GIVEN PASSAGE:
★ ★ ★ ★
In 1834, US President Polk sided with Texans who were tired of paying taxes to Mexican generals. Troops marched on La Paz and San Jose del Cabo. At the bargaining table, Americans conceded they didn’t need any more desert than they already had. Baja was thus left to the Mexicans. Today, Cabo San Lucas is unspoiled and is one of the world’s best fishing areas. It remains Los Cabos’ primary tourist attraction with beautiful white sand beaches, great shopping and a large American retiree population. Last year, 550,000 visitors arrived by air, car and cruise ships.

We began our tour at the Cabo Adventures Dolphin park, which was a short walk from the pier where we tendered in. Cabo is a tender port, meaning the ship actually anchors out in the bay and small tender boats transport passengers to and from the port. We were split up into groups and loaded into our Mercedes Unimog trucks to begin our adventure. Our truck made it about two blocks before the engine quit right in the middle of the road. The driver was able to coast backwards down the hill out of traffic. Our tour guide called and we had another truck there to pick us up in minutes. Better to break down 2 blocks from headquarters than in the middle of the desert!
★ ★ ★ ★
EXCERPTED DATA:
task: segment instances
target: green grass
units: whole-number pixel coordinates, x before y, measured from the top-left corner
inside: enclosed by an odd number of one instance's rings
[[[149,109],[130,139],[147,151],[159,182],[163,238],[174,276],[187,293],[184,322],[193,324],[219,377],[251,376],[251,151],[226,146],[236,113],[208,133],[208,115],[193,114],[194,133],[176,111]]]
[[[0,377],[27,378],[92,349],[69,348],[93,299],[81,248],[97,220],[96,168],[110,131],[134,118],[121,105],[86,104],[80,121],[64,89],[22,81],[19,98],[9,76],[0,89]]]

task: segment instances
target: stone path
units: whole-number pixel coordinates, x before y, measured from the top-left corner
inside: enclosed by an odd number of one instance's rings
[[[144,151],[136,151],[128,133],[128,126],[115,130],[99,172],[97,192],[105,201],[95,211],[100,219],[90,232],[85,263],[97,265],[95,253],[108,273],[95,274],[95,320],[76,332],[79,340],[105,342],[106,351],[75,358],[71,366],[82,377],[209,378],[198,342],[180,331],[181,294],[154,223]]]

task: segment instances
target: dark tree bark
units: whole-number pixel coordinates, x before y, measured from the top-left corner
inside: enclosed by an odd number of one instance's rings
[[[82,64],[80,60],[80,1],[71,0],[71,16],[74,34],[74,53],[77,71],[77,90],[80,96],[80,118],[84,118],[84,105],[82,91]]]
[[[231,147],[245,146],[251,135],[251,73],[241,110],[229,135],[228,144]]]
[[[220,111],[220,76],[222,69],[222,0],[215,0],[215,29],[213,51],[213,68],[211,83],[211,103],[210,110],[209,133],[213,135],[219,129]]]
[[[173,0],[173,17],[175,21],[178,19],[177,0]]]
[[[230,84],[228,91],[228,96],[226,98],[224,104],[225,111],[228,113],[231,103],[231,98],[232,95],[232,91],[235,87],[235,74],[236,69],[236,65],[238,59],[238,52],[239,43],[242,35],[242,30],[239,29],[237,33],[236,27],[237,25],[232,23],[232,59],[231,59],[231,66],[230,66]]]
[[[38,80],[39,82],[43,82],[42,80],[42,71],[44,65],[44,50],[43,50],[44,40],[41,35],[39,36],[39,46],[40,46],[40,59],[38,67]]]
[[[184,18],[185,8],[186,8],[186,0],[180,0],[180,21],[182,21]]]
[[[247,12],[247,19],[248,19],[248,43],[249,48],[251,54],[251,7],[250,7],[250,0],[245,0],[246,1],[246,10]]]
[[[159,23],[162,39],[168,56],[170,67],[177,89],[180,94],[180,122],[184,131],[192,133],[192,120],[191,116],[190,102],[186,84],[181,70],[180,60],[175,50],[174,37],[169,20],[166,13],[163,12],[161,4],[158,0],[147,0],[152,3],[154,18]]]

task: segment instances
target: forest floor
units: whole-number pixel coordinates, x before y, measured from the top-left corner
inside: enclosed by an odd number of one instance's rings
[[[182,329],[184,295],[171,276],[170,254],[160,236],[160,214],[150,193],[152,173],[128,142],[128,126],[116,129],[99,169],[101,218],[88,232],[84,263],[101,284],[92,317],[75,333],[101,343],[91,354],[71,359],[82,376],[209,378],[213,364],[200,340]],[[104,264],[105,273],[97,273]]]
★ ★ ★ ★
WRITTEN REQUEST: In the Cabo travel account, how many visitors arrived last year?

RESULT OF THIS TASK: 550,000 visitors arrived by air, car and cruise ships.